> **RECORDS FOR THE EXERCISE**
************

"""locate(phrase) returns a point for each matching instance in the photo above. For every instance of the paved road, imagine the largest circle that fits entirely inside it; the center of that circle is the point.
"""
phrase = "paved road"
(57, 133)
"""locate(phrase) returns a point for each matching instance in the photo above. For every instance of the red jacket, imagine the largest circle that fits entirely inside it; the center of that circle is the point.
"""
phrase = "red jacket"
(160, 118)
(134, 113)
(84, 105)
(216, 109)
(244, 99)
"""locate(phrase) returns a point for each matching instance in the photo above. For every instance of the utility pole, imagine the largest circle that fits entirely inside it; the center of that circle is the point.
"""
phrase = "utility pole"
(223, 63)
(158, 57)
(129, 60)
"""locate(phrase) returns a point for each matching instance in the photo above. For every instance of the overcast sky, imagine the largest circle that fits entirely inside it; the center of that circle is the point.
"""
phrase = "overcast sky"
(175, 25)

************

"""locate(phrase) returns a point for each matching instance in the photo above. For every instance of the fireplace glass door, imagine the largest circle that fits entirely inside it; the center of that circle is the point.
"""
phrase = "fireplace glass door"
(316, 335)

************

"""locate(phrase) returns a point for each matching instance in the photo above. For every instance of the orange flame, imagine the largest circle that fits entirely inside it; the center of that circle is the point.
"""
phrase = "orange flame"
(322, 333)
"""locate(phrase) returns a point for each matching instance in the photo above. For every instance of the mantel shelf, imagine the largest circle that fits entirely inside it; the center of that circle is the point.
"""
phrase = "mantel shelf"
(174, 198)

************

> **WHAT YOU WILL DO**
Scan the material above for lines holding the string "largest" and copy those lines.

> **WRITTEN REPLY**
"""locate(phrase) returns a point for each matching instance in the photo above. For every instance of the paved road, imagine the largest circle that fits entirely inside it; the center of that circle is the point.
"""locate(phrase) returns a point for each matching instance in the photo above. For every instance of the red jacket, imagine the largest circle that fits entirely inside it; the center of that circle is the point.
"""locate(phrase) returns a point for each matching instance in the photo above. For every instance of the utility pole, imagine the largest circle that fits entirely inside it; the center of that circle is the point.
"""locate(phrase) returns a point for each matching instance in the photo above. For every instance of the overcast sky, imagine the largest circle that fits entirely inside it; the center of that circle is the point.
"""locate(phrase) returns a point for each matching instance in the photo above. For every instance of the fireplace glass door, imagine the largest circle that fits entirely inside it; the center of that circle is the point.
"""locate(phrase) returns a point for each matching instance in the photo above. For every instance of the orange flame, imagine the largest circle that fits entirely inside it; the center of that circle is the point.
"""locate(phrase) returns a point for each matching instance in the photo above. For every instance of the mantel shelf, imagine the largest circle that fits entirely inside it; the center of that circle is the point.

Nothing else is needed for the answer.